------ Supplied text ------
The opinion of the court was delivered by: ROYCE LAMBERTH, District Judge
This matter came before the Court on the defendants' Motion
 for Summary Judgment. Upon consideration of the defendants'
motion, the opposition thereto, the reply, the applicable law,
and the entire record herein, the Court GRANTED the defendants'
Motion  for Summary Judgment in an Order issued September 30,
2004. The Court's reasoning is set forth below.
This is an action brought by a corrections officer against the
District of Columbia, and the District of Columbia Department of
Corrections in particular, alleging gender-based discrimination
in violation of Title VII of the 1964 Civil Rights Act, as
amended. Motions for summary judgment require the Court to review
the facts and evidence in the light most favorable to the
non-moving party here the plaintiff. Therefore, the following
statement of facts is taken directly from the plaintiff's
complaint, her opposition to the defendants' motion for summary
judgment, and the plaintiff's statements of record filed with the
Court. The plaintiff, Angela Jones, was hired as a corrections officer
by the District of Columbia Department of Corrections in
September 1997. Jones was aware that the D.C. Department of
Corrections has a published sexual harassment policy. See
Def.'s Mot. for Summ. J., Ex. L (District of Columbia Department
of Corrections, Department Order, "Sexual Harassment of
Employees"); Pl.'s Opp. at 18 (asserting plaintiff's awareness of
this policy). After her initial training, which included sexual
harassment training, Jones was placed at the D.C. Department of
Corrections' Occoquan Facility in Lorton, Virginia, where she was
initially assigned to work with Sergeant Daryl Ellison. It is
unclear from the record whether Ellison was Jones' supervisor.
------ Available data ------
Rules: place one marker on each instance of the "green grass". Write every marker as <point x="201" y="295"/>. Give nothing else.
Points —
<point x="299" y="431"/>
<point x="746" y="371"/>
------
Challenge -> Reproduce word for word everything in the court opinion from "The opinion of" down to "set forth below.". The lines after the court opinion are separate material.

Response to the task ->
The opinion of the court was delivered by: ROYCE LAMBERTH, District Judge
This matter came before the Court on the defendants' Motion
 for Summary Judgment. Upon consideration of the defendants'
motion, the opposition thereto, the reply, the applicable law,
and the entire record herein, the Court GRANTED the defendants'
Motion  for Summary Judgment in an Order issued September 30,
2004. The Court's reasoning is set forth below.